Stated problem:
Turn the items in the stretch from the line containing "Where can you see the tree?" through the line containing "<point>149,82</point>" into a two-column CSV with the headers item and answer, giving one row per item. Put the item's text and its answer each in a single quoted field, with line breaks replaced by spaces.
---------- Material to process
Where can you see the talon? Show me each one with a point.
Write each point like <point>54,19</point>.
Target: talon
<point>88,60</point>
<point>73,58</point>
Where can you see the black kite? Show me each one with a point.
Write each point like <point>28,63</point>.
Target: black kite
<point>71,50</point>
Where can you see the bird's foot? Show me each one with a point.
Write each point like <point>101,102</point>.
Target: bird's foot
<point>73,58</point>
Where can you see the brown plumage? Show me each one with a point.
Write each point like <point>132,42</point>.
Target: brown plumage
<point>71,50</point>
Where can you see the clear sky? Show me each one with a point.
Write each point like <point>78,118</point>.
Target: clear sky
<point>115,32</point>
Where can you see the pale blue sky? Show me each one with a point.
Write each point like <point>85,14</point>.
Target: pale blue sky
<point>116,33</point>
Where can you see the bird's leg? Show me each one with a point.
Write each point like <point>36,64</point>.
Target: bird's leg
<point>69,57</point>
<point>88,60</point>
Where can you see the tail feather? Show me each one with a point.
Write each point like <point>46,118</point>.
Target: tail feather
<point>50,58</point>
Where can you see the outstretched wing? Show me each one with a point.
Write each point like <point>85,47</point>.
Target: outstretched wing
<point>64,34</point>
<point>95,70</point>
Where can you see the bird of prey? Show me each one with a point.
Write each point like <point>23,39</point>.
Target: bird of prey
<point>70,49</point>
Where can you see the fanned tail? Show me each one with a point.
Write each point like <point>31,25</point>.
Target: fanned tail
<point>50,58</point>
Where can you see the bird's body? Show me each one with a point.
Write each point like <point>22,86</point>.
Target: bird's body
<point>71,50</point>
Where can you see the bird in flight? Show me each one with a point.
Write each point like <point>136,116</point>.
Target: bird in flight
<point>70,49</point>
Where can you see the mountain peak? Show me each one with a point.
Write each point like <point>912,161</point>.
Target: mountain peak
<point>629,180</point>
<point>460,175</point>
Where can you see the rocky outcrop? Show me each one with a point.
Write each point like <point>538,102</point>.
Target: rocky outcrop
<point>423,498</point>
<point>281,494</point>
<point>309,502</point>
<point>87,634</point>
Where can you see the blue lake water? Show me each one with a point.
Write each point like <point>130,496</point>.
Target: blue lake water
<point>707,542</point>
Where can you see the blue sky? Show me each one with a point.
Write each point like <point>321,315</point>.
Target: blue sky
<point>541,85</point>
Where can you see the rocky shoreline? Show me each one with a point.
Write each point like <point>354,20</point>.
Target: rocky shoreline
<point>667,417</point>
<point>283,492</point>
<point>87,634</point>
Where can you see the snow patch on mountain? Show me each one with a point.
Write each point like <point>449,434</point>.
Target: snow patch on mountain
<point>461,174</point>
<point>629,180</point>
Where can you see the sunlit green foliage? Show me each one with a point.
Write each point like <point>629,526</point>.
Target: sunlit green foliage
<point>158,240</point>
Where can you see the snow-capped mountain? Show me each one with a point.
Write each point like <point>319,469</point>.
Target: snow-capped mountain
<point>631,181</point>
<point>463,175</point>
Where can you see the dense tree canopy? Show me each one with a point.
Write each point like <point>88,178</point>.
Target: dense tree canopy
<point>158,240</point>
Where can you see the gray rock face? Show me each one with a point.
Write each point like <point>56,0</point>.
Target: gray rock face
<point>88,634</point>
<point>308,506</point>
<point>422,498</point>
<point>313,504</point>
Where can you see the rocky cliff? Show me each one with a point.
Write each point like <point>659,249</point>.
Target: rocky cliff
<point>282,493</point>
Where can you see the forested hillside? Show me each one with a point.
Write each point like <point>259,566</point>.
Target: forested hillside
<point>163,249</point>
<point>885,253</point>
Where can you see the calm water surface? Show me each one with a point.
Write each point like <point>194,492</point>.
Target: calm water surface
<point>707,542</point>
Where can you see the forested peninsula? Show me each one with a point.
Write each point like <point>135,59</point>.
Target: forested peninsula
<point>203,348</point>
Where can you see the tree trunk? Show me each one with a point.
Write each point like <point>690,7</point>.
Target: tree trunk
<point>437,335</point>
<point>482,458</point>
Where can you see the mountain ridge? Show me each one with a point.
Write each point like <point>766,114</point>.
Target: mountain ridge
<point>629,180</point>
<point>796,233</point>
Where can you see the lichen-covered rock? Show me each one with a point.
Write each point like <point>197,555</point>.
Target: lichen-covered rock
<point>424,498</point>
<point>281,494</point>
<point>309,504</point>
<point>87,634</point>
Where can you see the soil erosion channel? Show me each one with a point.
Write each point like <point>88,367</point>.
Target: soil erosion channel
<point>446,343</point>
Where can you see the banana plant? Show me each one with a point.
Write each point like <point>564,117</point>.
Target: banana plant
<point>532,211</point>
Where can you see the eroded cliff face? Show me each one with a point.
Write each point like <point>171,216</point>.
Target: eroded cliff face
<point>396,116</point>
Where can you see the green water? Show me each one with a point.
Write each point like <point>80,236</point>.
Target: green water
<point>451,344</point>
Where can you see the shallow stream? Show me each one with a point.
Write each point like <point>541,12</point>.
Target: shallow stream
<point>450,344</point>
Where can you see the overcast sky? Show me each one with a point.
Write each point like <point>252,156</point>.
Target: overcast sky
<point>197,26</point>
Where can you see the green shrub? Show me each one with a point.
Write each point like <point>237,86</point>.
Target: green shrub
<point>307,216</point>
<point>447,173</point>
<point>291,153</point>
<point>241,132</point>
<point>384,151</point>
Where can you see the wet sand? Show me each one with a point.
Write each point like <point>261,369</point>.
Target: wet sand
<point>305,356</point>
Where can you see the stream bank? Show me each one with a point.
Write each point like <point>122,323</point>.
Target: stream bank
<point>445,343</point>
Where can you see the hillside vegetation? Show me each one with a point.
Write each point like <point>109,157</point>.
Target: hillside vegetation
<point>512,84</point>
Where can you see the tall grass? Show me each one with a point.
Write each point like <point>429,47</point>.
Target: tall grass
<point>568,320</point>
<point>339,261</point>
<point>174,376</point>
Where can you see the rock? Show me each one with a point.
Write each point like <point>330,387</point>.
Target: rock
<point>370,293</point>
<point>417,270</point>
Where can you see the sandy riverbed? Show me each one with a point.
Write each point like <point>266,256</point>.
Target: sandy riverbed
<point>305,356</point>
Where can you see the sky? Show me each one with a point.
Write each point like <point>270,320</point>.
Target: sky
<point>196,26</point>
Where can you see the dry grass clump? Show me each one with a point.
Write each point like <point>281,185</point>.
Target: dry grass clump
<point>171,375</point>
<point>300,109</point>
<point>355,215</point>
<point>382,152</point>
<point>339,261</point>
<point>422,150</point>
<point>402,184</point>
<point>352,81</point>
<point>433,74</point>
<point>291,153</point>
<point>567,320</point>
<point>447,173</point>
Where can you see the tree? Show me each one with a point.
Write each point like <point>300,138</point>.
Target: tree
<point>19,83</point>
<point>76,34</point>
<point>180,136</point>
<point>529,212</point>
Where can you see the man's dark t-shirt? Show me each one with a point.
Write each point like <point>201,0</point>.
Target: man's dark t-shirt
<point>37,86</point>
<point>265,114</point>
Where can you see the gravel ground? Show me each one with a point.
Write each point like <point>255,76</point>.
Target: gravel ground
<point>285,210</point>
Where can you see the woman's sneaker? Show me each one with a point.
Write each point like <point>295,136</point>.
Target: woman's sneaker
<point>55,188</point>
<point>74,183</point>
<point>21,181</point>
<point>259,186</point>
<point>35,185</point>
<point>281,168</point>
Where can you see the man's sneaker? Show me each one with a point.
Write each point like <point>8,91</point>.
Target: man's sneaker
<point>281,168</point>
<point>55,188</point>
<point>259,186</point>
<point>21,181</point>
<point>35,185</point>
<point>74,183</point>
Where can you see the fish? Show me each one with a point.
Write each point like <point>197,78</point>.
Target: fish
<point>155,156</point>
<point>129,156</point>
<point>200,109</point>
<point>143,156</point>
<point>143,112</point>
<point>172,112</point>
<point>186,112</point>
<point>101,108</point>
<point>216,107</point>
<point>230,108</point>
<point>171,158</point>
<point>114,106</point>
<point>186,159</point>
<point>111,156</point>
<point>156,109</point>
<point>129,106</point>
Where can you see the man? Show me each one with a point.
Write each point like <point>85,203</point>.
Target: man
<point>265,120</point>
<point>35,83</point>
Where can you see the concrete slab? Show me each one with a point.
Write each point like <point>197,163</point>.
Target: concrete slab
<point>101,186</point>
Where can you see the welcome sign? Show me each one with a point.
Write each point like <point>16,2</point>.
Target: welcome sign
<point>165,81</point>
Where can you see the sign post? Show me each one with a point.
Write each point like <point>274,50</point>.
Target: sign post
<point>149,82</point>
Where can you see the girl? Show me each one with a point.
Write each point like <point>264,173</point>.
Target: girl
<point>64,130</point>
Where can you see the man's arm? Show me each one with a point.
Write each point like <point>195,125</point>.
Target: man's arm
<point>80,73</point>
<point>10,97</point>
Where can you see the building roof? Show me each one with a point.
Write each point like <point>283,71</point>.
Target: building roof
--------------------
Full response:
item,answer
"Where can you see the tree? Show me each one with a point. Write each point like <point>300,138</point>. Target: tree","<point>19,83</point> <point>76,34</point> <point>180,136</point> <point>529,212</point>"
"Where can you see the man's dark t-shirt? Show me each one with a point. Write each point like <point>201,0</point>. Target: man's dark t-shirt","<point>37,86</point> <point>265,114</point>"
"Where can you see the gravel ground? Show me each one with a point. Write each point like <point>255,76</point>. Target: gravel ground","<point>285,210</point>"
"Where can you see the woman's sneaker? Show me each one with a point. Write each point like <point>295,136</point>. Target: woman's sneaker","<point>55,188</point> <point>74,183</point> <point>21,181</point> <point>259,186</point> <point>35,185</point> <point>281,168</point>"
"Where can you see the man's sneaker? Show me each one with a point. Write each point like <point>8,91</point>. Target: man's sneaker","<point>281,168</point> <point>55,188</point> <point>259,186</point> <point>21,181</point> <point>35,185</point> <point>74,183</point>"
"Where can you see the fish? Show me each one with a point. Write each point like <point>197,78</point>. Target: fish","<point>155,156</point> <point>129,156</point> <point>200,109</point> <point>143,156</point> <point>143,112</point> <point>172,112</point> <point>186,112</point> <point>101,108</point> <point>216,107</point> <point>230,108</point> <point>171,158</point> <point>114,106</point> <point>186,159</point> <point>111,156</point> <point>156,109</point> <point>129,106</point>"
"Where can you see the man? Show me each one with a point. Write each point like <point>85,203</point>. Target: man","<point>265,120</point> <point>35,83</point>"
"Where can you see the concrete slab? Show me each one with a point. Write each point like <point>197,163</point>. Target: concrete slab","<point>101,186</point>"
"Where can you see the welcome sign? Show me each one with a point. Write each point like <point>16,2</point>. Target: welcome sign","<point>165,81</point>"
"Where can you see the sign post? Show me each one with a point. Write each point like <point>274,50</point>. Target: sign post","<point>149,82</point>"